-------- Фрагмент страницы --------

Опасно, если какая-то группа населения отрешена от власти и не имеет своего представительства. Такая ситуация может породить даже терроризм. Культурный гнет может стать причиной всякого рода конфликтов, особенно в Гватемале, где распределение богатства совершенно явно происходит по этническому принципу.
– Еще один вопрос об идеалах ООН. Сейчас часто звучит словосочетание «универсальные ценности». Что такое «универсальная ценность»? Это мечта, инструмент, трюк? Это лицемерие? Что-то лидеры многих стран-участниц ООН не торопятся вводить эти «универсальные ценности» в своих пределах.
– Это гуманитарная философия, которая возникла после Первой и Второй мировых войн. Она родом из истории XIX и XX веков и была разработана на базе основных религий мира. «Равенство», «равные возможности»… – это довольно общие термины, так же как и демократия. И тем не менее демократия продолжает развиваться и завоевывать новые территории. Общечеловеческие ценности тоже постепенно прививаются и становятся более приемлемыми во всех регионах мира. 20 лет тому назад вы могли поверить, что в Латинской Америке не останется ни одного военного диктатора?
Нам порой говорят: «Хорошо, чего вы добились?» Однако все согласны с тем, что, если бы ООН здесь не было, ситуация была бы гораздо хуже. Действительно, похоже на сизифов труд, но ведь у Сизифа не опускались руки. Должен сказать, что гораздо достойней сражаться за эти идеалы, чем за какие-то другие.
Всегда трудно сказать, успешны мы или нет. Но если ООН помогает подписывать мирные соглашения и реализовывать их или если она, по крайней мере, помогает предотвратить худшие сценарии и убеждает некоторые политические силы внутри нации включиться в борьбу за многонациональное государство, за права человека и демократию, то, думаю, что это неплохой результат.
– Спасибо, Том! Теперь я понимаю, чем занимается ООН. Она занимается магическим реализмом.
Первоначальный мандат миссии ООН в Гватемале истек в 2000 году. Сейчас он продлен, но счет идет уже на месяцы, а не на годы. А всех-то дел – вернуть маленькую безнадежно потерявшуюся страну в реальное историческое время.
С обаятельным молодым, но, как утверждают, агрессивным главным редактором газеты «Периодико» Хуаном Луисом Фонтом мы беседуем не о политике и даже не о прессе. Он говорит о двух культурах, которые существуют в Гватемале рядом и раздельно. Католические традиции переплетаются с языческими обрядами майя. «Моя бабушка не пропускала воскресной мессы. При этом самый святой день для нее был 1 ноября – День встречи с мертвыми. В этот день она укладывала меня пораньше. У нее была обширная программа встреч».
Миссия ООН в Гватемале из разряда «сделать невозможное возможным».

--------

Задания:
1. В каком году истек первоначальный мандат миссии ООН в Гватемале, согласно фрагменту страницы?
2. Перепишите строки данных, начиная со строки, содержащей "Exercise. Point out the shadow on grass", и заканчивая последней строкой, вместе с формулировками. В ответах умножьте каждую координату x и y на 1,75 и округлите до целого (половины вверх).

-------- Строки данных --------

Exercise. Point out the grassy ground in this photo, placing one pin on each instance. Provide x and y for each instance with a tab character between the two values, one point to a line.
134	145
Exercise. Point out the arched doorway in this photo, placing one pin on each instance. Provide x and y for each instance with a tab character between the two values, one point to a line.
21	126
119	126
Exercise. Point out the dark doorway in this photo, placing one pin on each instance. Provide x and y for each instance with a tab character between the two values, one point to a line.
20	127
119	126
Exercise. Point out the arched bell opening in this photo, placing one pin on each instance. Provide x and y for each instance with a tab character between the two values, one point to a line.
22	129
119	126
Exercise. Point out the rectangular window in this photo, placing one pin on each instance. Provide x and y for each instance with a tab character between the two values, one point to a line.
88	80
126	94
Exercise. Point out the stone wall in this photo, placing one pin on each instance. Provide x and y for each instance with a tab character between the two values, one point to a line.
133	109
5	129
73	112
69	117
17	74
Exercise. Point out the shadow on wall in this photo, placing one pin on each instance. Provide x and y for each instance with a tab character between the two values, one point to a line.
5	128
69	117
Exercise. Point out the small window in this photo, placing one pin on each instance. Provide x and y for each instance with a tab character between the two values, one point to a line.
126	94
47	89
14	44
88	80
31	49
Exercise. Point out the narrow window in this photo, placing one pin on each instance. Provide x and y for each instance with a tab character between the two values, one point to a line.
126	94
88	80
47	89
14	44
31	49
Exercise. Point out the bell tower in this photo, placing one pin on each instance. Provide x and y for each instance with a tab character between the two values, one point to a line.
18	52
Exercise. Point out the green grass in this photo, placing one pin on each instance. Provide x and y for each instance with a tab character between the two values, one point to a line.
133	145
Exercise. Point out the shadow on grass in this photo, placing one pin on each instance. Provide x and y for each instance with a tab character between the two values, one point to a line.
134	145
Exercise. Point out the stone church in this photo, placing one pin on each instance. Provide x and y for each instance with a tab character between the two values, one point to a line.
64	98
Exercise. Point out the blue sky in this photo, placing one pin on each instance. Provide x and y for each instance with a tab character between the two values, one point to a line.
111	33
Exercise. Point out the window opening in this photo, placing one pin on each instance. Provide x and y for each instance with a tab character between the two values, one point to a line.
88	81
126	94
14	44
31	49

--------

Решения по порядку:
1. В 2000 году.

2.
Exercise. Point out the shadow on grass in this photo, placing one pin on each instance. Provide x and y for each instance with a tab character between the two values, one point to a line.
235	254
Exercise. Point out the stone church in this photo, placing one pin on each instance. Provide x and y for each instance with a tab character between the two values, one point to a line.
112	172
Exercise. Point out the blue sky in this photo, placing one pin on each instance. Provide x and y for each instance with a tab character between the two values, one point to a line.
194	58
Exercise. Point out the window opening in this photo, placing one pin on each instance. Provide x and y for each instance with a tab character between the two values, one point to a line.
154	142
221	165
25	77
54	86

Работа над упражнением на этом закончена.